*TEXT*

On 8/7/25 02:40, Greg Troxel wrote:
PHO <pho%cielonegro.org@localhost> writes:Perhaps the ${WRKDIR} pointing to /tmp is what is triggering the bug? I would love to test my hypothesis but I'm really busy right now. I hope I can do it after a few days or a week, and hope I can track down the real cause.That seems like a good guess. There are known problems on mac, not about haskell, when $CWD and `pwd -P` do not match. I wonder if there is an attempt to filter out rpath that matches WRKDIR and it's not matching on symlinks.
My guess was correct. Setting WRKOBJDIR to /tmp, or any directories under /tmp, triggers the bug.
Some Haskell modules are internally split into several internal libraries, and each library is built as a regular shared library (.so or .dylib). It appears Cabal, the module build system, has a bug that I haven't been aware of. Suppose a module consists of 3 libraries A, B, and C. If B depends on A, the system correctly injects an rpath to the installation directory of A into B. But if C depends on B, it injects an rpath to the installation directory of B and another rpath to the *build* directory of A into C, which is very wrong.

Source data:
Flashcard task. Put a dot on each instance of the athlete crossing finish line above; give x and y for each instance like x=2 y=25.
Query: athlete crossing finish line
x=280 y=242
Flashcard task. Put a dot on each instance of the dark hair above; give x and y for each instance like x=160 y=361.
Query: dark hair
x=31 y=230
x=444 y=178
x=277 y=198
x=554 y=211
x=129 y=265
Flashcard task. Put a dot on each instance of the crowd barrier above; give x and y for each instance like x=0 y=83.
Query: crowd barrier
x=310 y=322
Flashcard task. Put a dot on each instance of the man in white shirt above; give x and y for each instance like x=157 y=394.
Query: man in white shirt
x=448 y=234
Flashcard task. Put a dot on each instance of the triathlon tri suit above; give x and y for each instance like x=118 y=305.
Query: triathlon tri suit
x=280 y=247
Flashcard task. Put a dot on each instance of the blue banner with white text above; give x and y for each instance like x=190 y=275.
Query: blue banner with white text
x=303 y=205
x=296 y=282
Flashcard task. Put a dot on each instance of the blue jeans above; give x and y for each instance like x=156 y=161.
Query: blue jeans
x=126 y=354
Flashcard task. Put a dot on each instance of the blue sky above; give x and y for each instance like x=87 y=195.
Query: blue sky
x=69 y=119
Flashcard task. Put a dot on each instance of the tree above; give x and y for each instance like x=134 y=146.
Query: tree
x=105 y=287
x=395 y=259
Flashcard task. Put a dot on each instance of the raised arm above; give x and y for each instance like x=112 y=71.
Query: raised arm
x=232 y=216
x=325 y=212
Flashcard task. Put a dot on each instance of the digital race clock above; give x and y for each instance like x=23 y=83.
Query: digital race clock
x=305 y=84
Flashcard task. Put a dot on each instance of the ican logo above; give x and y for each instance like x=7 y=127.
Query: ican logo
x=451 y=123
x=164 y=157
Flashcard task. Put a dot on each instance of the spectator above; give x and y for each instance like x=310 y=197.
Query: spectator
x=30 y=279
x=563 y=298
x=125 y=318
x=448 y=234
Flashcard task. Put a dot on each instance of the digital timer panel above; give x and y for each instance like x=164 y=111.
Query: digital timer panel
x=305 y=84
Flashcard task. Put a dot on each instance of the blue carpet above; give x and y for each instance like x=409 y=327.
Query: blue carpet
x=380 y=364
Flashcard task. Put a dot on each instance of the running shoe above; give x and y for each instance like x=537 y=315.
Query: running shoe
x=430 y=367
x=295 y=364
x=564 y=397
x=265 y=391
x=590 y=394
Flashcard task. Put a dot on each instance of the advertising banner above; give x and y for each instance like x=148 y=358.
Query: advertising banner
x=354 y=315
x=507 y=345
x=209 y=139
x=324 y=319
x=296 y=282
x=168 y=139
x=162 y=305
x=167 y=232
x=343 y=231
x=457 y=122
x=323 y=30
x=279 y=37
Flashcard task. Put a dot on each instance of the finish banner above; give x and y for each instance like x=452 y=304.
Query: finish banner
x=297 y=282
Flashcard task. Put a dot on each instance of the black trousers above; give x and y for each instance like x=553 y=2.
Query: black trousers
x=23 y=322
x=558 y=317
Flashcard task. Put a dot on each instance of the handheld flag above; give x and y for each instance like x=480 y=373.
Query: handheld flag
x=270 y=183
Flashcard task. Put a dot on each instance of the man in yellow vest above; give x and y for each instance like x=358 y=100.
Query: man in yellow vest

*TASKS TO COMPLETE*
A) Reproduce the passage of the message word for word, from "My guess was" up to and including "is very wrong.".
B) Quote the listing line for line, from its first line up to and including the line with "x=310 y=322".
The message and the listing are unrelated to each other.

*THE REPLIES*
A)
My guess was correct. Setting WRKOBJDIR to /tmp, or any directories under /tmp, triggers the bug.
Some Haskell modules are internally split into several internal libraries, and each library is built as a regular shared library (.so or .dylib). It appears Cabal, the module build system, has a bug that I haven't been aware of. Suppose a module consists of 3 libraries A, B, and C. If B depends on A, the system correctly injects an rpath to the installation directory of A into B. But if C depends on B, it injects an rpath to the installation directory of B and another rpath to the *build* directory of A into C, which is very wrong.

B)
Flashcard task. Put a dot on each instance of the athlete crossing finish line above; give x and y for each instance like x=2 y=25.
Query: athlete crossing finish line
x=280 y=242
Flashcard task. Put a dot on each instance of the dark hair above; give x and y for each instance like x=160 y=361.
Query: dark hair
x=31 y=230
x=444 y=178
x=277 y=198
x=554 y=211
x=129 y=265
Flashcard task. Put a dot on each instance of the crowd barrier above; give x and y for each instance like x=0 y=83.
Query: crowd barrier
x=310 y=322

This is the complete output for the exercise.